◆ Assigned task: In the entries below, find the line with "the zoo enclosure" and the line with "of the wire"; give again those lines and every line between them, exactly.

[Region pointing data]
_ _ _ _ _ _ _
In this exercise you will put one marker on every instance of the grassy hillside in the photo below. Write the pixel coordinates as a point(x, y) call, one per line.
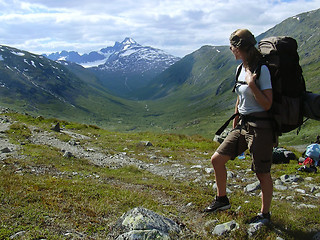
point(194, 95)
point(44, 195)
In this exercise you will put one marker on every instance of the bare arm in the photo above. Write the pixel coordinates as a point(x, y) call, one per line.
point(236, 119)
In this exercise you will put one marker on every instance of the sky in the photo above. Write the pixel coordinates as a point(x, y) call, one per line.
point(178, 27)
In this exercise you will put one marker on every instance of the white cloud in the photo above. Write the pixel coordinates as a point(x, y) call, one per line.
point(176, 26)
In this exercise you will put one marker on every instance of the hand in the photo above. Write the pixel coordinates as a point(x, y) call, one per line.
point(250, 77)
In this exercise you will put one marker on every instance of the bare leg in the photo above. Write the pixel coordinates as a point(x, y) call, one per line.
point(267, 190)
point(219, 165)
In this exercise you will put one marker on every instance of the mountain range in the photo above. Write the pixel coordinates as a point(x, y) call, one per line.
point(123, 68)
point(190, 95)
_ _ _ _ _ _ _
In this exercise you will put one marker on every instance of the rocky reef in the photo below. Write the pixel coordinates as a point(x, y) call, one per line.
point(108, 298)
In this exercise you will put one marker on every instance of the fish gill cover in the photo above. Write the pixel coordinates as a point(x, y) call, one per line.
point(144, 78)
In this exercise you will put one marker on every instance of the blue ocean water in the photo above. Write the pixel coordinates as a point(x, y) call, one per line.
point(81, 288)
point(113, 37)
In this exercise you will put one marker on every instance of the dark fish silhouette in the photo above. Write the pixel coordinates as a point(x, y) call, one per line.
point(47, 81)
_ _ _ _ _ _ _
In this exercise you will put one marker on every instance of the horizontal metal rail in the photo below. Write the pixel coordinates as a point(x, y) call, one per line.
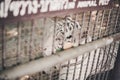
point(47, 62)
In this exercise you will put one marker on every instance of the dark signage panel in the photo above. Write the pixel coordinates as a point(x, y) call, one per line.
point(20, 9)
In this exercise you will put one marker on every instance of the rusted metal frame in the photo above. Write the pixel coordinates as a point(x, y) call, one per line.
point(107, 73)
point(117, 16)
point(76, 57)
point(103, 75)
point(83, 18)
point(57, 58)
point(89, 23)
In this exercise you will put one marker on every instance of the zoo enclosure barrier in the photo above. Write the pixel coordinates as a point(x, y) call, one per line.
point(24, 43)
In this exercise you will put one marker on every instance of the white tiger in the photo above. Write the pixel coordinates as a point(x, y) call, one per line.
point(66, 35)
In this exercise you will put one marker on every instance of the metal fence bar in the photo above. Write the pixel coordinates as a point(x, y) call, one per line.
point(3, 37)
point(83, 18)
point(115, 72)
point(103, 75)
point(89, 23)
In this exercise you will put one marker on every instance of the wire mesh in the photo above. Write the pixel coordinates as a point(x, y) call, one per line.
_ _ _ _ _ _ _
◆ Written answer:
In this exercise you will put one marker on every instance of the zoo enclosure barrier in the photo above. Write the pixel coordinates as a point(x, y) call, one per line.
point(24, 43)
In this exercise you will put one marker on every instance of the white tiger in the photo above. Write the pixel coordinates as a point(x, y) call, one per line.
point(66, 35)
In this exercise you will put one marker on every instance of the metal fence bar in the photo above. Write the pixel coordinates as a point(x, y) call, one per line.
point(3, 37)
point(83, 18)
point(115, 72)
point(103, 75)
point(89, 23)
In this exercise you will put one marker on every instance of the wire mesh in the photo above. Write the pixel coordinates as a point(x, y) call, one per line.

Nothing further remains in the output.